Extracted text.
++++

# How to get a high quality used screen printing machine?



## peroberg (May 20, 2007)

I am interested to get hands on a high quality seccond hand screen printing machine for T-shirts. Minimum 6 colours, optimal 8 colours. 

Any ideas?


----------



## Fluid (Jun 20, 2005)

Check out the classifieds sections here at www.usscreen.com forums.

Nassau Asset Management I believe it has a printing section and sometimes has screen printing equipment. I have been getting the email notifications for quite some time now.


----------



## firemac2d (May 13, 2007)

WHat sort of quiestions should you ask a seller of a used printer. I'm kindda new at all this and I don't wanna be sold a lemon.


----------



## n.signia (Nov 21, 2007)

check out Used embroidery machines, screen printing equipment, digitizing software under the screen printing section, you will find tons of used presses and all things screen printing.

you'll want to ask to see pictures, how many colors/stations, does it have micro registration, get the brand name and model number and do some research, how old is it, etc...


----------



## cyber_cruiser (Sep 25, 2006)

Hi, 
Did you get any info regarding used screen printing machine ? Even i'm looking for one in India.
Kindly let me know if you have proceeded further.

Thanks,
Sampath


----------

++++

Dataset content.
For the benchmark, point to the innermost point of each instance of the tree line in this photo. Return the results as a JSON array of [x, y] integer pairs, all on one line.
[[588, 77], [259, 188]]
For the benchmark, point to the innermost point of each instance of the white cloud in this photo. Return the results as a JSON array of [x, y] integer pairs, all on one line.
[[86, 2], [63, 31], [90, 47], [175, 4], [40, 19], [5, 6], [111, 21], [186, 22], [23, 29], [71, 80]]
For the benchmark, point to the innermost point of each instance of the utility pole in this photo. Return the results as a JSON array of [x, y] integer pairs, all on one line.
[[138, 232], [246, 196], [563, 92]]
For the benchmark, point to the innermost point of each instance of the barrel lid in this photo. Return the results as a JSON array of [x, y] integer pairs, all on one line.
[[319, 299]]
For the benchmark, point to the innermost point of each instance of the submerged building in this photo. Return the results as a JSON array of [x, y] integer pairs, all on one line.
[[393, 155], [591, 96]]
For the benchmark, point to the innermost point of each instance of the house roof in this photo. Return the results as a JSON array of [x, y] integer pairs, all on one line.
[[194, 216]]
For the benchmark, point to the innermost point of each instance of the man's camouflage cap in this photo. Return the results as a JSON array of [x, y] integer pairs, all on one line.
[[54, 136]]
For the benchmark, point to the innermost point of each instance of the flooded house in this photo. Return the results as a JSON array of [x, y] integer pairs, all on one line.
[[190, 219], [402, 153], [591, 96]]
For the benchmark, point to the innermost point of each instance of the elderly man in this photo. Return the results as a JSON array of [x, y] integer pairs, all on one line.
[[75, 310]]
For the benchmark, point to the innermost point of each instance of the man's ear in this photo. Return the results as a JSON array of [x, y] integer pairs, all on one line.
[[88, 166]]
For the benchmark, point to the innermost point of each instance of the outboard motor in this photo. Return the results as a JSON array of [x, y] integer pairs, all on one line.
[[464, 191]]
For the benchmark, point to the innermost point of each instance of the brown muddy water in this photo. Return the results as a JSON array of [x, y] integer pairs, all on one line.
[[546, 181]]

++++

Tasks.
a. Answer these questions about the forum thread:
(i) What is the minimum number of colors peroberg wants on the machine?
(ii) Which company does Fluid believe has a printing section?
(iii) In which country is cyber_cruiser looking for a machine?
b. Switch "email notifications" to "text alerts" and rewrite the forum thread from "## Fluid (Jun" to "some time now.".

Replies.
a.
(i) Six colors.
(ii) Nassau Asset Management.
(iii) India.

b.
## Fluid (Jun 20, 2005)

Check out the classifieds sections here at www.usscreen.com forums.

Nassau Asset Management I believe it has a printing section and sometimes has screen printing equipment. I have been getting the text alerts for quite some time now.